Natural-language object grounding data:
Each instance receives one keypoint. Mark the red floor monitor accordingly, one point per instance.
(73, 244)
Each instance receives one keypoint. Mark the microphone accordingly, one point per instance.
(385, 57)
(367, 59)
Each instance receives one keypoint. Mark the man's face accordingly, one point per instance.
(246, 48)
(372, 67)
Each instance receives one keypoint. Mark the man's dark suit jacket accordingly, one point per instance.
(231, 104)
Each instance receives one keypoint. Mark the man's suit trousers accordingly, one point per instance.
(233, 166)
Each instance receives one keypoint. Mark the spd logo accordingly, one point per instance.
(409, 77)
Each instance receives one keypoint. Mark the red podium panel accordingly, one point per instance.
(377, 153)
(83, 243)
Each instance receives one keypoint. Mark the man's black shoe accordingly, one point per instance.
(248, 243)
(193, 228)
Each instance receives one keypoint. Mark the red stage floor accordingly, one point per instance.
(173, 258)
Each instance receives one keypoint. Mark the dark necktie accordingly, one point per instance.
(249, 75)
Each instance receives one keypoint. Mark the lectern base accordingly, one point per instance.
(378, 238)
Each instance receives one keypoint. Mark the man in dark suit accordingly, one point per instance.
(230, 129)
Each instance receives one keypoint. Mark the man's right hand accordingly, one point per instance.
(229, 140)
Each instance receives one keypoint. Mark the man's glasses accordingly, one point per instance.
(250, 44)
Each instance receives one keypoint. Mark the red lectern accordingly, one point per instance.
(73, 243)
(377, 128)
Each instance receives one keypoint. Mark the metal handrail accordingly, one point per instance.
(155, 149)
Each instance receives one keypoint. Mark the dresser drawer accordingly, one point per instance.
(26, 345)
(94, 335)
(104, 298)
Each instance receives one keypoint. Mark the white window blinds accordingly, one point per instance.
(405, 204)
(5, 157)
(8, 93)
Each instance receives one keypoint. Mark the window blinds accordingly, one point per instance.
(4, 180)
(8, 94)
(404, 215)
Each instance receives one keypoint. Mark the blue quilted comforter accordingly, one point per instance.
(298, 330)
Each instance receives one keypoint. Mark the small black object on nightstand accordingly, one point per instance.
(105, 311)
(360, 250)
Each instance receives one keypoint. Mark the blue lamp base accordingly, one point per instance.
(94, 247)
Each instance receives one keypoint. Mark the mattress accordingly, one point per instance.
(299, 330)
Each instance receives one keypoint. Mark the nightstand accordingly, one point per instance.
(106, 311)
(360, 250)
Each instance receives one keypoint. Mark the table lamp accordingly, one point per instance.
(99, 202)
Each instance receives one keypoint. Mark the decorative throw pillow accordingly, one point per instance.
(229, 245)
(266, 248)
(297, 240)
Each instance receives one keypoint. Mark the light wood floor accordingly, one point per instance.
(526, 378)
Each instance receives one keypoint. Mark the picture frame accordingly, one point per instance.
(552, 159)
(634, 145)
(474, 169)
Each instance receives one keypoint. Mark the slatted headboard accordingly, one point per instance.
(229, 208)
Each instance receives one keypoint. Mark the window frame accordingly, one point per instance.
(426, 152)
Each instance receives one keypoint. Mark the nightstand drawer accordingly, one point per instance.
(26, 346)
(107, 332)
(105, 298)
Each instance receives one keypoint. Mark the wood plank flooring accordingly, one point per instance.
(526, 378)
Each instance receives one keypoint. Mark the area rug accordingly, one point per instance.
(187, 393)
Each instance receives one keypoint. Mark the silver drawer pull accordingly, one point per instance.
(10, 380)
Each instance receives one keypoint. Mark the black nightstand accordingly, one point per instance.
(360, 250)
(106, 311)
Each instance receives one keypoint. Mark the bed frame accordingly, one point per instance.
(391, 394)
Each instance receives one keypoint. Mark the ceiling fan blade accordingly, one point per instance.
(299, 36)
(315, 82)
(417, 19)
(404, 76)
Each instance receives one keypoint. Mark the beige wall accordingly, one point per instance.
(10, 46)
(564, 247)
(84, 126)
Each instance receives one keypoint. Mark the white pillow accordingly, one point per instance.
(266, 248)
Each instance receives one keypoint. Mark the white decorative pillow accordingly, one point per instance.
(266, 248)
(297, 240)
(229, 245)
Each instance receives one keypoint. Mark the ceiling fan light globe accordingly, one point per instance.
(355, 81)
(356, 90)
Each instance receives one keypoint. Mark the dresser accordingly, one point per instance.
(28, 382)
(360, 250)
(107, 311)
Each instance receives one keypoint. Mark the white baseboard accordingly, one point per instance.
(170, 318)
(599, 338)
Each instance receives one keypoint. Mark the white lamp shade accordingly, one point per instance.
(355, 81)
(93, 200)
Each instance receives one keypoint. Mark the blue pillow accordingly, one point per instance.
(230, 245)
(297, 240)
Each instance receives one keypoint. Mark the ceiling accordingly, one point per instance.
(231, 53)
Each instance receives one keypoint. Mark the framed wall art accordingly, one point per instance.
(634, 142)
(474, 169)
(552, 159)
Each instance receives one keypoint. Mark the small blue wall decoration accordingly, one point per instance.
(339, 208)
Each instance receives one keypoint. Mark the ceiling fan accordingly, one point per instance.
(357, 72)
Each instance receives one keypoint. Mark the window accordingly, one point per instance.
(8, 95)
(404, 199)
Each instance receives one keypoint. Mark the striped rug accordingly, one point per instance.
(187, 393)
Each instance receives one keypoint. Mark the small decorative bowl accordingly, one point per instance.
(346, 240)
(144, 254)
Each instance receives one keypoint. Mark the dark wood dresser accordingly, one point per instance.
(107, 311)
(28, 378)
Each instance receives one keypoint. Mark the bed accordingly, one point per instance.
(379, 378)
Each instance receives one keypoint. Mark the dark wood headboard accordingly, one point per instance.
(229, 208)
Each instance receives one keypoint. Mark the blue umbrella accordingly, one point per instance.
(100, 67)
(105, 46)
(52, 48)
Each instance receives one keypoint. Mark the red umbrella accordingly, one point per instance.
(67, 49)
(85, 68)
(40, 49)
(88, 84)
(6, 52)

(EXERCISE BRIEF) Copy out every entry exactly.

(SOLUTION TO THE PROBLEM)
Each instance receives one keypoint. Mark the red floor monitor accordingly, one point per instance.
(73, 244)
Each instance receives one keypoint. Mark the microphone accordingly, one point per instance.
(385, 57)
(367, 59)
Each instance receives one keypoint. Mark the man's face accordingly, one point per instance.
(246, 48)
(372, 67)
Each instance receives one keypoint. Mark the man's dark suit jacket accordingly, one point per instance.
(231, 104)
Each instance receives one keypoint. Mark the man's suit trousers accordingly, one point per instance.
(233, 166)
Each instance receives one keypoint. Mark the spd logo accordingly, one point per instance.
(409, 77)
Each instance receives one keypoint. Mark the red podium panel accordingly, one point per instance.
(377, 153)
(83, 243)
Each instance receives one keypoint. Mark the man's black shoe accordingly, one point per instance.
(248, 243)
(193, 228)
Each instance receives one keypoint. Mark the red stage floor accordingly, one point per instance.
(173, 258)
Each instance receives one keypoint. Mark the dark necktie accordingly, one point per instance.
(249, 75)
Each instance receives one keypoint. Mark the lectern base accordingly, one point per instance.
(378, 238)
Each instance receives one keypoint. Mark the man in dark suit accordingly, one point per instance.
(230, 129)
Each instance receives one keypoint. Mark the man's right hand accordingly, one point per instance.
(229, 140)
Each instance receives one keypoint. Mark the man's glasses accordingly, one point per instance.
(250, 44)
Each instance receives one keypoint. Mark the red lectern accordingly, one point per instance.
(73, 243)
(377, 128)
Each instance receives one keypoint. Mark the metal handrail accordingly, one point per instance.
(155, 149)
Each instance receives one keypoint. Mark the dresser drawer accordingly, one point per instance.
(26, 345)
(94, 335)
(104, 298)
Each instance receives one keypoint. Mark the white window blinds accordingly, one point per instance.
(405, 204)
(5, 157)
(8, 93)
Each instance receives one keypoint. Mark the window blinds accordingly, one point per instance.
(4, 180)
(8, 94)
(404, 215)
Each instance receives one keypoint. Mark the blue quilted comforter accordingly, one point per instance.
(298, 330)
Each instance receives one keypoint. Mark the small black object on nightstand accordingly, one point per instance.
(105, 311)
(360, 250)
Each instance receives one keypoint. Mark the blue lamp base accordingly, one point per instance.
(94, 247)
Each instance receives one keypoint. Mark the mattress accordingly, one point per instance.
(299, 330)
Each instance receives one keypoint. Mark the nightstand accordingly, one point per instance.
(106, 311)
(360, 250)
Each instance receives one keypoint. Mark the table lamp accordingly, one point per instance.
(99, 202)
Each instance receives one keypoint. Mark the decorative throw pillow accordingly, one point per instance.
(229, 245)
(266, 248)
(297, 240)
Each instance receives one keypoint. Mark the light wood floor accordingly, one point per instance.
(526, 378)
Each instance receives one keypoint. Mark the picture frame accordingly, one point per instance.
(552, 159)
(634, 145)
(474, 169)
Each instance receives one keypoint. Mark the slatted headboard accordingly, one point per instance.
(229, 208)
Each instance receives one keypoint. Mark the window frame accordingly, one point per instance.
(426, 152)
Each instance receives one keypoint. Mark the nightstand drawer accordingly, one point per instance.
(26, 346)
(107, 332)
(105, 298)
Each instance receives one keypoint. Mark the wood plank flooring accordingly, one point per instance.
(526, 378)
Each instance receives one keypoint. Mark the area rug accordingly, one point per instance.
(187, 393)
Each instance receives one keypoint. Mark the silver drawer pull accordingly, one point per instance.
(10, 380)
Each instance receives one keypoint. Mark the black nightstand accordingly, one point per instance.
(360, 250)
(106, 311)
Each instance receives one keypoint. Mark the bed frame accordingly, one point per instance.
(391, 394)
Each instance receives one keypoint. Mark the ceiling fan blade accordingly, one point per instance.
(299, 36)
(315, 82)
(417, 19)
(404, 76)
Each instance receives one keypoint. Mark the beige wall accordingly, one point per instance.
(10, 46)
(564, 247)
(84, 126)
Each instance receives one keypoint. Mark the white pillow accordingly, one point per instance.
(266, 248)
Each instance receives one keypoint. Mark the white decorative pillow accordingly, one point per instance.
(266, 248)
(297, 240)
(229, 245)
Each instance receives one keypoint. Mark the ceiling fan light globe accordingly, one point per instance.
(355, 81)
(356, 90)
Each instance receives one keypoint. Mark the dresser accordingly, one point per instance.
(28, 382)
(360, 250)
(107, 311)
Each instance receives one keypoint. Mark the white baseboard accordingly, one point per instance.
(170, 318)
(599, 338)
Each instance receives one keypoint. Mark the white lamp shade accordingly, one point per instance.
(355, 81)
(93, 200)
Each instance receives one keypoint. Mark the blue pillow accordingly, one point per instance.
(230, 245)
(297, 240)
Each instance receives one keypoint. Mark the ceiling accordingly, one point per instance.
(231, 53)
Each instance receives one keypoint. Mark the framed wall art accordingly, one point per instance.
(634, 142)
(474, 169)
(552, 159)
Each instance receives one keypoint. Mark the small blue wall decoration accordingly, one point per instance.
(339, 208)
Each instance receives one keypoint. Mark the ceiling fan accordingly, one point per instance.
(357, 72)
Each instance receives one keypoint. Mark the window accordingly, one point per instance.
(8, 95)
(404, 199)
Each instance receives one keypoint. Mark the striped rug accordingly, one point per instance.
(187, 393)
Each instance receives one keypoint. Mark the small decorative bowl accordingly, one point per instance.
(346, 240)
(144, 254)
Each instance receives one keypoint. Mark the dark wood dresser accordingly, one point per instance.
(107, 311)
(28, 378)
Each instance receives one keypoint. Mark the bed accordingly, one point per instance.
(379, 378)
Each instance receives one keypoint. Mark the dark wood headboard accordingly, one point per instance.
(229, 208)
Each instance receives one keypoint. Mark the blue umbrella accordingly, one point per instance.
(100, 67)
(105, 46)
(52, 48)
Each instance receives one keypoint. Mark the red umbrella accordingly, one point per instance.
(67, 49)
(85, 68)
(40, 49)
(88, 84)
(6, 52)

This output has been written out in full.